The request: Copy out the listing exactly.

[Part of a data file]
:::
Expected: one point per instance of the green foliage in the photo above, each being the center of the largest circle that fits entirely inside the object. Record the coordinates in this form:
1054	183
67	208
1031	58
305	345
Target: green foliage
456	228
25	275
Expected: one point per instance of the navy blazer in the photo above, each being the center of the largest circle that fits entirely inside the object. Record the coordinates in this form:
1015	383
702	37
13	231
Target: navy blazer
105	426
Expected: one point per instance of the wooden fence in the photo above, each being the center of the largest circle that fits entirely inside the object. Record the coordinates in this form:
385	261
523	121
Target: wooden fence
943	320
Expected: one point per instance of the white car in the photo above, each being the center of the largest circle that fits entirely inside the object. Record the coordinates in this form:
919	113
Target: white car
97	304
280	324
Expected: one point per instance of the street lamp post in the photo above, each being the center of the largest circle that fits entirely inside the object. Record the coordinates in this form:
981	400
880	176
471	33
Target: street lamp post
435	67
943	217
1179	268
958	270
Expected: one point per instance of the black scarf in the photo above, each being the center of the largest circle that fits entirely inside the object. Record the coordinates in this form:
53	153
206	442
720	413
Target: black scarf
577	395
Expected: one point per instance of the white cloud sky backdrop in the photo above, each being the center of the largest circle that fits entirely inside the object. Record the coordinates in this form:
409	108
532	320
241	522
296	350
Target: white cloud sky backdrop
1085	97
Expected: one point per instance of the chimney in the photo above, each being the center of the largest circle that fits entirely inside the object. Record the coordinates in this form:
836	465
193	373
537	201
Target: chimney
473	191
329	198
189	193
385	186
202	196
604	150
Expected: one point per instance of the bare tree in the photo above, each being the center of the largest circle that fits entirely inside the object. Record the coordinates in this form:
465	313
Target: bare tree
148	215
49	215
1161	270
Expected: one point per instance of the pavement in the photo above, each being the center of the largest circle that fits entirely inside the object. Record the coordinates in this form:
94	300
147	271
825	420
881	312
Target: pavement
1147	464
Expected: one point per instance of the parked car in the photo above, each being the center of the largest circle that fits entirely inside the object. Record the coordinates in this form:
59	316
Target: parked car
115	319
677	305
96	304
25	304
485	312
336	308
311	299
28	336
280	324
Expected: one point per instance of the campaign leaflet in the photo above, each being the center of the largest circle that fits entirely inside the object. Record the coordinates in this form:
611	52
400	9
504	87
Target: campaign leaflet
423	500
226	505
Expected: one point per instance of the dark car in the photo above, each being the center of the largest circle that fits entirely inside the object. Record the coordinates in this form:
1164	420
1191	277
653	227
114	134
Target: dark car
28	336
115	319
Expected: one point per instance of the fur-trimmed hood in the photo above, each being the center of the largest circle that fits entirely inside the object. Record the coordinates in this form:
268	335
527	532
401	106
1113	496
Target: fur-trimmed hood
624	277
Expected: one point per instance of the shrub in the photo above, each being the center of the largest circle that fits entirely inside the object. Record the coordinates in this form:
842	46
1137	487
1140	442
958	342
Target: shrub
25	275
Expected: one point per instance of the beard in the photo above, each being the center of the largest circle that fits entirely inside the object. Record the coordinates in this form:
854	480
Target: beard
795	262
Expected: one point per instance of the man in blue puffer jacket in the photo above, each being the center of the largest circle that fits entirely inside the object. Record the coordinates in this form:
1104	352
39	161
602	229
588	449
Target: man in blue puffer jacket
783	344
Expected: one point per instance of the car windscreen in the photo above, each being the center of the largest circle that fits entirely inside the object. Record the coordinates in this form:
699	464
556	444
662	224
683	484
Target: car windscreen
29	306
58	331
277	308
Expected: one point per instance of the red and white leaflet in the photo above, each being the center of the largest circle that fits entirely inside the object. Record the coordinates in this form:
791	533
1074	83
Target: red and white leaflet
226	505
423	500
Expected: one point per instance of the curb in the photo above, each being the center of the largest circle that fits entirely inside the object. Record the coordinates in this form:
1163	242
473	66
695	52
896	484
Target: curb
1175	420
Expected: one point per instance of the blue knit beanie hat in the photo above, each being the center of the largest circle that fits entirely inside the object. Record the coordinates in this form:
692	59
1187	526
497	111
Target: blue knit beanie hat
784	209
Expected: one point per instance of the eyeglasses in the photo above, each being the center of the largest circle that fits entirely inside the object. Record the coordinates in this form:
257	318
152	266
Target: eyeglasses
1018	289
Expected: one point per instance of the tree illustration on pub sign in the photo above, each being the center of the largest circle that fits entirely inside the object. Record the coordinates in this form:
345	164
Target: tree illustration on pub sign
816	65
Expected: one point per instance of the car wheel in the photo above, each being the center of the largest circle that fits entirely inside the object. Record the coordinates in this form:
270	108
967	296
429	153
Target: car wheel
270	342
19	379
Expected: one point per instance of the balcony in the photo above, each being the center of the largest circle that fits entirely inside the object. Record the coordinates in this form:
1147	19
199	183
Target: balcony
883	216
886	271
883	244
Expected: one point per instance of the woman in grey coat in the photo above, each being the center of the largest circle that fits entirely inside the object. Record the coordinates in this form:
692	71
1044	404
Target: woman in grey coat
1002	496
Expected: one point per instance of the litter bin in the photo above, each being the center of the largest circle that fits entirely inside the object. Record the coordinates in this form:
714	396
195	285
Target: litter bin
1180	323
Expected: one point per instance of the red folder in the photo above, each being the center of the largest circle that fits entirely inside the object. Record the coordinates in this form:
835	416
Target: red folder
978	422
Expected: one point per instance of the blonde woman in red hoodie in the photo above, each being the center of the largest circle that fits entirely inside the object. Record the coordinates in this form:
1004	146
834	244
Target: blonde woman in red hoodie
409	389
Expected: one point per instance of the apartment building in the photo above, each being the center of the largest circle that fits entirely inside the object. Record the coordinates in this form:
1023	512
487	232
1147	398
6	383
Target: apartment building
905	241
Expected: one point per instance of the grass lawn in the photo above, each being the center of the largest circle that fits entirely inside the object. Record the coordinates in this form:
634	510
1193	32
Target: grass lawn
:::
The result:
Expected: one point per instance of the green foliage in the photo above, each being the center of the largest circle that fits entirely inside the object. Record the coordinates in this form:
1054	183
67	208
1031	58
305	345
Target: green foliage
456	228
25	275
Expected: one point per instance of the navy blazer in the photo above, each being the center of the largest circle that fits entirely inside the object. Record the coordinates in this form:
1015	383
702	37
13	231
Target: navy blazer
105	426
Expected: one point per instance of the wooden fence in the photo above, each being the center of the largest circle that fits entirely inside the object. Record the coordinates in this form:
385	261
523	121
Target: wooden fence
943	320
Expected: one point per instance of the white car in the photo above, each being the center of the largest circle that fits entirely inside the object. Record the coordinates in this form:
919	113
Target: white car
97	304
280	324
Expected: one point per instance of the street lamp post in the photo above, each being the center of the largest circle that fits entirely inside the object. Record the coordinates in this form:
981	400
880	176
471	33
Target: street lamp post
435	67
943	217
1179	268
958	270
Expected: one point per instance of the black scarf in the photo above, each being the center of the largest circle that fits entirely inside the object. Record the coordinates in this form:
53	153
206	442
720	413
Target: black scarf
577	395
Expected: one point per instance of the white cloud sky backdrop in the photo above, each being the center of the largest circle that fits entirely inside the object. Record the coordinates in this form:
409	108
532	320
241	522
296	350
Target: white cloud sky backdrop
1085	97
Expected: one point per instance of the chimney in the photo above, each being the center of the largest circle that fits entirely inside the object. Record the coordinates in this form:
836	465
193	373
537	201
Target: chimney
473	191
329	198
189	193
385	186
202	196
604	150
Expected: one point per instance of the bare tree in the photo above, each being the center of the largest circle that fits entirely inside the object. Record the coordinates in this form:
465	313
Target: bare tree
148	215
49	215
1161	270
Expected: one point per instance of the pavement in the photo above, each being the center of the largest circle that fits entirely inside the object. Record the coordinates in this form:
94	300
147	271
825	420
881	312
Target: pavement
1147	464
Expected: one point per instance of the parked car in the photo above, each being the center of the largest circle that fits entirely inside the object. Record the coordinates in this form:
59	316
Target: parked car
115	319
677	305
96	304
25	304
485	312
336	308
311	299
28	336
280	324
Expected: one point per instance of the campaign leaflet in the photo above, each being the center of the largest circle that fits entirely inside the object. Record the coordinates in this form:
611	52
400	9
504	87
Target: campaign leaflet
423	500
226	505
Expected: one point per instance of the dark car in the photo above, each being the center of the largest circle that fits entirely inside the object. Record the coordinates in this form:
1164	420
1191	277
653	227
114	134
Target: dark car
28	336
115	319
Expected: one point per instance of the fur-trimmed hood in the photo above, each being the center of the largest circle that fits entirely inside the object. Record the coordinates in this form:
268	335
527	532
401	106
1113	496
Target: fur-trimmed hood
624	277
Expected: one point per instance of the shrub in the photo above, each being the center of the largest circle that fits entirely inside the object. Record the coordinates in this form:
842	46
1137	487
1140	442
958	342
Target: shrub
25	275
Expected: one point per instance of the beard in the photo above, each being the center of the largest circle that fits entirely inside the object. Record the coordinates in this form:
854	480
Target: beard
795	262
Expected: one point per instance of the man in blue puffer jacket in the photo above, each being the center of the largest circle that fits entirely inside the object. Record the coordinates in this form:
1104	352
39	161
602	229
588	449
Target: man in blue puffer jacket
783	344
Expected: one point per instance of the car windscreen in the photo above, each being the center of the largest circle that fits entirely inside the object. Record the coordinates in this form:
699	464
556	444
662	224
683	484
Target: car windscreen
29	306
58	331
277	308
Expected: one point per instance of the red and white leaflet in the photo above, each being the center of the largest circle that fits entirely inside the object. Record the coordinates in this form:
791	533
1074	83
Target: red and white leaflet
226	505
423	500
Expected: one point per instance of the curb in the photo above, each being the center of the largest circle that fits entirely inside the object. Record the coordinates in this form:
1163	242
473	66
695	52
896	484
Target: curb
1175	420
Expected: one point per instance of the blue knit beanie hat in the photo above, each being the center of the largest circle that fits entirely inside the object. Record the coordinates in this form:
692	59
1187	526
497	111
Target: blue knit beanie hat
784	209
Expected: one point per instance of the eyeglasses in the photo above, each being the center of the largest circle that fits entirely inside the object. Record the coordinates in this form:
257	318
152	266
Target: eyeglasses
1018	289
Expected: one point per instance of the tree illustration on pub sign in the photo above, each being the center of the largest circle that fits entirely inside the object. Record the coordinates in this form:
345	164
Target: tree illustration on pub sign
816	65
Expected: one point per instance of the car wheel in the photo above, each being the center of the largest circle that fits entirely inside the object. Record the coordinates in this form:
270	108
967	296
429	153
Target: car wheel
270	342
19	379
Expected: one point per instance of the balcony in the photo above, each being the center of the largest circle that fits entirely inside the object. Record the coordinates in this form:
1147	19
199	183
Target: balcony
883	216
886	271
883	244
Expected: one point per instance of the woman in grey coat in the photo above, each being the center of the largest circle that fits entirely inside the object. Record the coordinates in this form:
692	71
1044	404
Target: woman in grey coat
1002	496
Expected: one point per instance of the litter bin in the photo above, each being the center of the largest circle that fits entirely inside the object. Record the coordinates in this form:
714	396
195	285
Target: litter bin
1180	323
Expected: one point per instance of the red folder in the photo above, each being the center of the largest circle that fits entirely inside the object. Record the coordinates in this form:
835	416
Target: red folder
978	422
Expected: one point per instance of the blonde woman in red hoodie in the photo above, each being the center of the largest circle that fits entirely inside the object. Record the coordinates in this form:
1004	146
834	244
Target: blonde woman in red hoodie
409	389
Expected: one point per instance of the apartment building in the photo above, each being the center of the largest circle that fits entirely inside the object. Record the coordinates in this form:
1023	512
487	232
1147	398
6	383
Target: apartment building
905	241
Expected: one point per instance of the grass lawn in the photo above, each being the center of the largest circle that fits entirely inside the object. Record the coordinates in this form:
634	510
1193	32
Target: grass lawn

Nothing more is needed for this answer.